FRAGMENTO PROPORCIONADO ::
☆ ☆ ☆ ☆ ☆

No pienso que deba evitarse la entrevista periodística per se, simplemente yo procedo de otra forma, quizá porque no soy periodista. En cualquier caso, no creo que sea relevante en esa distinción si el personaje es sorprendido o no en una situación; lo relevante se da en la dinámica de la propia situación que puede crear la conversación por sí misma. Cineastas como Louis Malle en Place de la République (1974) o Pasolini en Comizi d’amore (1965) han hecho de la conversación la mejor materia prima para el cine. En esas películas puedes ver cómo instintivamente crean cine, construyen una película conversando. El legado del cine, sus técnicas, sus recursos narrativos y compositivos, gravitan sobre esos instantes de conversación sin necesidad de más añadidos. Con las mismas herramientas que el reportero de televisión consiguen algo completamente distinto.
No conozco los programas de televisión que mencionas, así que no sé decirte en qué podemos coincidir o disentir. En cualquier caso, hablas de sorprender y eso me resulta extraño; cuando filmo, el principal sorprendido debo ser yo. Las buenas secuencias evolucionan para mi como una paulatina revelación que debo trasladar al espectador. Por otro lado, mi compromiso parte de una escritura —por tosca que sea, pero escritura— en donde la decisión de un encuadre, de una distancia, de mostrar un espacio, crear una pausa, decidir los cortes de plano, etc., obedece a algo. Eso es raro en televisión y, a mi entender, es la médula que da sentido a lo que hago.
Los operadores que viajaban por el mundo para proveer de imágenes el negocio de los hermanos Lumière son mencionados en un momento de Guest, en el que además confrontas tu cámara con un dibujante en plena tarea —apuntando al muy rico diálogo que estableces durante todo el film entre cine y pintura, o entre figuración y abstracción.

☆ ☆ ☆ ☆ ☆

TAREAS A REALIZAR ::
**a.** ¿Qué películas se mencionan por su título en el fragmento sobre cine? Enuméralas todas.
**b.** Devuelve el pasaje del fragmento sobre cine que va de "No conozco los" a "lo que hago.", copiado sin cambios.
**c.** ¿Puedes prolongar el fragmento sobre cine a partir de su última frase?

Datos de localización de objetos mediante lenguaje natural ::

☆ ☆ ☆ ☆ ☆

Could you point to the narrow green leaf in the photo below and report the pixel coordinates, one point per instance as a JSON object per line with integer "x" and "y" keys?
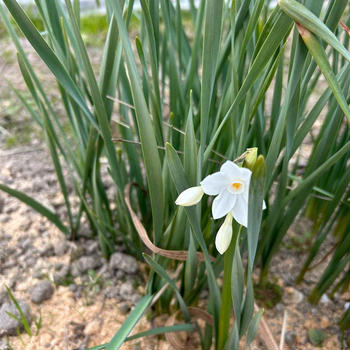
{"x": 321, "y": 59}
{"x": 307, "y": 19}
{"x": 146, "y": 133}
{"x": 161, "y": 330}
{"x": 129, "y": 324}
{"x": 255, "y": 207}
{"x": 253, "y": 327}
{"x": 47, "y": 55}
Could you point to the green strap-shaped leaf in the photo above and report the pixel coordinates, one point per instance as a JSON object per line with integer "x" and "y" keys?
{"x": 307, "y": 19}
{"x": 146, "y": 133}
{"x": 211, "y": 41}
{"x": 162, "y": 273}
{"x": 179, "y": 178}
{"x": 321, "y": 59}
{"x": 47, "y": 55}
{"x": 129, "y": 324}
{"x": 255, "y": 207}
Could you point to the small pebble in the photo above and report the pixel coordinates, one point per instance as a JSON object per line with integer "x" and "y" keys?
{"x": 42, "y": 291}
{"x": 92, "y": 327}
{"x": 8, "y": 325}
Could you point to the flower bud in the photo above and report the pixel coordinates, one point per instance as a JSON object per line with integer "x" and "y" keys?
{"x": 189, "y": 197}
{"x": 224, "y": 235}
{"x": 250, "y": 158}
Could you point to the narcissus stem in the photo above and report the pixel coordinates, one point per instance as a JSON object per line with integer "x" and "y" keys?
{"x": 226, "y": 295}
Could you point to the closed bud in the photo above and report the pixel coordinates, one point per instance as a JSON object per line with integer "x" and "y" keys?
{"x": 189, "y": 197}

☆ ☆ ☆ ☆ ☆

RESPUESTAS POR PUNTO ::
**a.**
- Place de la République
- Comizi d'amore
- Guest

**b.**
No conozco los programas de televisión que mencionas, así que no sé decirte en qué podemos coincidir o disentir. En cualquier caso, hablas de sorprender y eso me resulta extraño; cuando filmo, el principal sorprendido debo ser yo. Las buenas secuencias evolucionan para mi como una paulatina revelación que debo trasladar al espectador. Por otro lado, mi compromiso parte de una escritura —por tosca que sea, pero escritura— en donde la decisión de un encuadre, de una distancia, de mostrar un espacio, crear una pausa, decidir los cortes de plano, etc., obedece a algo. Eso es raro en televisión y, a mi entender, es la médula que da sentido a lo que hago.

**c.**
Es sabido que los operadores Lumière, en gran parte limitados por la capacidad máxima de cincuenta segundos que admitían sus cámaras, fueron fijando ciertas pautas a la hora de buscar motivos y una forma de tratarlos en sus vistas. Por ejemplo, aprovechaban la movilidad de los elementos que podían integrarse en la filmación (delante de la cámara o en el lugar de la cámara, cuando se rodaba desde trenes o barcos) o se servían del título para situar en contexto y narrativizar acciones sencillas que no podían extenderse el tiempo suficiente en pantalla.
Aunque contabas con unas ventajas obvias sobre las condiciones tecnológicas de los operadores Lumière que no te imponían esa economía mostrativa, ¿fuiste adquiriendo y aplicando ciertas reglas en tu rutina, a medida que viajabas, sobre la realidad encontrada?
Vas descubriendo tus reglas a medida que trabajas. En una película registrada con estas herramientas domésticas es fácil que todo se banalice. Una imagen rodada en 35 mm contiene ya en sí misma una cualidad reseñable generada por su propio coste material. De ahí se deriva una exigencia de mayor esencialidad; el deseo de que cada imagen, cada sonido, sea necesario. Cualquier elemento accesorio u ornamental se banaliza fatalmente en vídeo. Las reglas se derivarían entonces de esa necesidad que pasa por sintetizar varias funciones en una sola imagen; una imagen contiene distintas funciones a distintos niveles y hay que intentar agotar su potencial antes de recurrir a otras, tanto en la secuencia que estás desarrollando en presente como en relación a las otras partes que tienes rodadas o que vas intuyendo. Quizá sea ese poso de significación y síntesis que debe tener una imagen en cine lo que más rotundamente la diferencie de la imagen leve y de un solo uso de la televisión.
Esta conversación se mantuvo por correo electrónico del 11 al 25 septiembre de 2010 en Toronto, San Sebastián y Barcelona.
Publicado en Revista Lumière nº 4, 2011.